* _Set problem_: Express everything in the rows from the line containing "Would you be" down to the line containing "146 35 L 147" as a JSON list of strings, one string per line. Include both of those lines and skip any blank lines.

* _Dataset content_:
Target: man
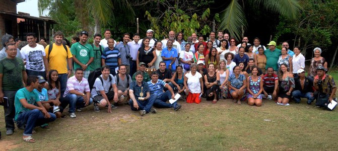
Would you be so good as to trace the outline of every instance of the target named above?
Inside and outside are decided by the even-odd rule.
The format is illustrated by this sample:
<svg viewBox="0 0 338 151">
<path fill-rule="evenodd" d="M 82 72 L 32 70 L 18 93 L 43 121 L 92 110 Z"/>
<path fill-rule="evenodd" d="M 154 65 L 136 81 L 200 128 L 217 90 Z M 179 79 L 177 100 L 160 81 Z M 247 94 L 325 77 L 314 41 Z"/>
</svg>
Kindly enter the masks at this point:
<svg viewBox="0 0 338 151">
<path fill-rule="evenodd" d="M 267 67 L 266 73 L 263 76 L 263 93 L 265 97 L 268 95 L 273 95 L 273 98 L 277 97 L 278 89 L 278 76 L 274 73 L 274 68 L 272 67 Z"/>
<path fill-rule="evenodd" d="M 293 56 L 293 55 L 295 55 L 295 53 L 293 52 L 293 51 L 291 51 L 291 50 L 289 49 L 289 43 L 287 42 L 284 41 L 282 44 L 282 46 L 288 48 L 288 54 L 289 54 L 290 56 L 291 56 L 291 57 Z"/>
<path fill-rule="evenodd" d="M 48 112 L 40 101 L 39 96 L 33 91 L 39 86 L 38 78 L 30 76 L 27 82 L 26 88 L 18 90 L 15 95 L 15 120 L 18 127 L 26 125 L 22 138 L 25 142 L 32 143 L 35 142 L 32 137 L 33 129 L 54 121 L 56 116 Z"/>
<path fill-rule="evenodd" d="M 146 35 L 147 36 L 147 37 L 150 38 L 150 41 L 149 41 L 149 46 L 150 46 L 152 48 L 154 47 L 154 45 L 155 45 L 155 42 L 156 42 L 156 41 L 157 41 L 156 39 L 153 38 L 153 36 L 154 35 L 154 31 L 151 29 L 148 29 L 147 31 Z M 140 44 L 140 45 L 142 45 L 143 42 L 143 39 L 140 39 L 139 41 L 139 44 Z M 136 58 L 135 59 L 136 59 Z"/>
<path fill-rule="evenodd" d="M 266 56 L 266 68 L 267 67 L 272 67 L 277 73 L 278 70 L 277 62 L 280 55 L 282 54 L 281 49 L 276 48 L 276 42 L 272 41 L 267 44 L 268 49 L 264 51 L 264 54 Z"/>
<path fill-rule="evenodd" d="M 14 39 L 12 35 L 6 34 L 3 36 L 3 37 L 1 38 L 1 42 L 2 43 L 3 49 L 0 51 L 0 60 L 6 58 L 7 57 L 7 53 L 6 52 L 6 49 L 5 48 L 6 46 L 10 43 L 15 44 L 15 42 L 14 42 Z M 17 49 L 18 47 L 16 47 Z M 22 59 L 23 56 L 20 52 L 20 50 L 18 49 L 17 53 L 16 53 L 16 57 Z"/>
<path fill-rule="evenodd" d="M 166 68 L 174 72 L 176 71 L 175 61 L 178 54 L 177 51 L 175 48 L 172 47 L 172 45 L 173 40 L 168 40 L 167 47 L 162 50 L 161 56 L 163 61 L 167 64 Z"/>
<path fill-rule="evenodd" d="M 55 43 L 48 45 L 45 49 L 48 61 L 49 70 L 56 70 L 60 81 L 61 96 L 63 96 L 67 86 L 67 79 L 73 71 L 73 55 L 69 47 L 62 43 L 63 34 L 58 31 L 54 34 Z"/>
<path fill-rule="evenodd" d="M 264 48 L 264 50 L 266 50 L 265 46 L 260 45 L 260 39 L 259 39 L 259 38 L 256 37 L 253 39 L 253 49 L 252 50 L 252 52 L 255 52 L 256 54 L 258 54 L 258 51 L 257 50 L 260 47 L 263 47 L 263 48 Z"/>
<path fill-rule="evenodd" d="M 4 112 L 6 134 L 10 135 L 13 134 L 15 128 L 14 97 L 17 91 L 24 87 L 23 82 L 25 83 L 27 75 L 22 59 L 16 57 L 18 49 L 14 43 L 7 43 L 5 48 L 7 57 L 0 60 L 0 102 L 7 104 L 4 106 Z"/>
<path fill-rule="evenodd" d="M 252 67 L 255 65 L 255 60 L 253 58 L 249 59 L 249 62 L 248 62 L 248 65 L 249 65 L 249 66 L 246 69 L 246 72 L 248 73 L 248 74 L 251 74 L 251 71 L 252 70 Z M 263 72 L 262 71 L 262 70 L 259 68 L 258 68 L 258 75 L 259 77 L 263 77 Z"/>
<path fill-rule="evenodd" d="M 165 68 L 165 66 L 164 66 Z M 145 71 L 146 70 L 146 63 L 141 62 L 139 63 L 139 71 L 140 71 L 143 74 L 143 80 L 145 82 L 148 82 L 150 81 L 150 77 L 149 74 Z M 136 72 L 132 74 L 132 81 L 136 80 Z"/>
<path fill-rule="evenodd" d="M 100 112 L 100 107 L 108 107 L 108 113 L 111 113 L 112 106 L 110 101 L 115 103 L 118 101 L 117 88 L 113 75 L 110 74 L 109 67 L 105 65 L 101 68 L 102 74 L 96 78 L 92 90 L 92 96 L 94 98 L 94 111 Z M 111 89 L 113 91 L 110 91 Z"/>
<path fill-rule="evenodd" d="M 238 65 L 240 62 L 244 62 L 244 68 L 246 67 L 246 65 L 247 65 L 248 62 L 249 61 L 249 56 L 246 54 L 244 54 L 245 51 L 244 48 L 240 47 L 239 50 L 238 50 L 238 54 L 235 55 L 234 59 L 232 60 L 237 65 Z"/>
<path fill-rule="evenodd" d="M 209 41 L 211 41 L 213 42 L 213 47 L 219 47 L 221 45 L 221 42 L 216 39 L 216 33 L 214 31 L 212 31 L 210 32 L 210 39 Z"/>
<path fill-rule="evenodd" d="M 131 110 L 140 110 L 140 114 L 142 116 L 148 113 L 156 113 L 156 109 L 152 108 L 152 107 L 157 95 L 150 95 L 149 88 L 143 80 L 143 73 L 141 71 L 138 71 L 135 74 L 136 80 L 131 82 L 129 90 L 130 97 L 129 103 Z"/>
<path fill-rule="evenodd" d="M 36 36 L 33 33 L 26 35 L 28 44 L 21 49 L 21 53 L 26 63 L 26 72 L 27 76 L 41 76 L 48 78 L 48 63 L 46 57 L 45 48 L 37 44 Z"/>
<path fill-rule="evenodd" d="M 92 67 L 94 70 L 101 68 L 102 66 L 101 64 L 101 56 L 104 48 L 102 46 L 100 45 L 101 38 L 102 36 L 100 34 L 94 35 L 94 44 L 91 44 L 94 51 L 94 60 L 93 60 L 93 63 L 92 63 Z"/>
<path fill-rule="evenodd" d="M 323 66 L 317 67 L 317 75 L 314 77 L 313 86 L 315 91 L 313 97 L 317 99 L 319 93 L 321 94 L 329 95 L 328 100 L 331 102 L 332 100 L 336 101 L 335 92 L 337 86 L 335 85 L 333 78 L 330 75 L 325 73 L 326 69 Z"/>
<path fill-rule="evenodd" d="M 103 35 L 104 36 L 104 39 L 103 39 L 100 41 L 99 44 L 103 47 L 103 49 L 105 49 L 106 48 L 108 47 L 108 40 L 109 39 L 109 38 L 110 38 L 111 37 L 111 32 L 110 32 L 110 30 L 106 29 L 106 30 L 104 30 Z M 114 47 L 116 46 L 116 41 L 114 40 Z"/>
<path fill-rule="evenodd" d="M 108 47 L 104 49 L 101 56 L 102 65 L 108 65 L 110 68 L 110 74 L 116 74 L 116 68 L 121 64 L 121 54 L 118 49 L 114 47 L 114 39 L 108 40 Z"/>
<path fill-rule="evenodd" d="M 116 45 L 116 49 L 120 51 L 121 55 L 121 63 L 126 65 L 127 68 L 126 74 L 129 74 L 130 71 L 130 64 L 129 60 L 131 59 L 130 51 L 128 42 L 129 42 L 130 35 L 128 33 L 123 34 L 123 41 L 120 42 Z"/>
<path fill-rule="evenodd" d="M 89 73 L 95 69 L 91 64 L 94 60 L 94 51 L 92 46 L 87 43 L 88 33 L 85 31 L 80 34 L 80 41 L 72 45 L 71 52 L 74 62 L 74 68 L 82 68 L 83 77 L 88 78 Z"/>
<path fill-rule="evenodd" d="M 182 106 L 178 104 L 177 101 L 172 104 L 166 103 L 170 99 L 175 100 L 175 93 L 170 86 L 159 80 L 159 73 L 157 72 L 152 73 L 151 77 L 152 80 L 148 82 L 150 95 L 155 94 L 157 96 L 157 98 L 154 103 L 154 106 L 157 108 L 173 108 L 175 111 L 179 110 Z M 167 89 L 165 92 L 163 92 L 163 87 Z"/>
<path fill-rule="evenodd" d="M 132 39 L 133 39 L 132 41 L 128 42 L 128 46 L 130 52 L 130 56 L 132 58 L 131 60 L 129 59 L 129 63 L 130 64 L 129 75 L 131 77 L 136 72 L 138 65 L 136 64 L 136 59 L 138 57 L 139 49 L 141 47 L 141 45 L 139 43 L 139 41 L 140 41 L 140 35 L 139 34 L 134 34 L 134 36 L 132 37 Z"/>
<path fill-rule="evenodd" d="M 305 71 L 301 68 L 297 71 L 299 78 L 295 79 L 296 87 L 292 92 L 292 96 L 297 103 L 300 102 L 301 98 L 307 99 L 307 104 L 311 103 L 314 100 L 313 97 L 313 83 L 305 77 Z"/>
<path fill-rule="evenodd" d="M 82 111 L 82 108 L 93 103 L 90 98 L 90 89 L 88 81 L 83 78 L 84 69 L 81 67 L 75 70 L 75 75 L 70 78 L 67 81 L 63 97 L 69 100 L 69 116 L 76 118 L 75 109 L 78 112 Z"/>
</svg>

* _Response_:
[
  "Would you be so good as to trace the outline of every instance of the target named above?",
  "Inside and outside are decided by the even-odd rule.",
  "The format is illustrated by this sample:",
  "<svg viewBox=\"0 0 338 151\">",
  "<path fill-rule=\"evenodd\" d=\"M 82 72 L 32 70 L 18 93 L 43 121 L 92 110 Z\"/>",
  "<path fill-rule=\"evenodd\" d=\"M 154 65 L 136 81 L 200 128 L 217 90 Z M 179 79 L 177 100 L 160 81 Z M 247 94 L 325 77 L 314 41 Z\"/>",
  "</svg>",
  "Kindly enter the masks at this point:",
  "<svg viewBox=\"0 0 338 151\">",
  "<path fill-rule=\"evenodd\" d=\"M 267 67 L 266 73 L 263 76 L 263 93 L 265 97 L 268 95 L 273 95 L 273 98 L 277 97 L 278 89 L 278 76 L 274 73 L 274 68 L 272 67 Z\"/>",
  "<path fill-rule=\"evenodd\" d=\"M 293 56 L 293 55 L 295 55 L 295 53 L 293 52 L 293 51 L 291 51 L 291 50 L 289 49 L 289 43 L 287 42 L 284 41 L 282 44 L 282 46 L 288 48 L 288 54 L 289 54 L 290 56 L 291 56 L 291 57 Z\"/>",
  "<path fill-rule=\"evenodd\" d=\"M 48 112 L 40 101 L 39 96 L 33 91 L 39 86 L 38 78 L 30 76 L 27 82 L 26 88 L 18 90 L 15 95 L 15 120 L 18 127 L 26 125 L 22 138 L 25 142 L 32 143 L 35 142 L 32 137 L 33 129 L 54 121 L 56 116 Z\"/>",
  "<path fill-rule=\"evenodd\" d=\"M 146 35 L 147 36 L 147 37 L 150 38 L 150 41 L 149 41 L 149 46 L 150 46 L 152 48 L 154 47 L 154 45 L 155 45 L 155 42 L 156 42 L 156 41 L 157 41 L 156 39 L 153 38 L 153 36 L 154 35 L 154 31 L 151 29 L 148 29 L 147 31 Z M 140 44 L 140 45 L 142 45 L 143 42 L 143 39 L 140 39 L 139 41 L 139 44 Z M 136 58 L 135 59 L 136 59 Z\"/>"
]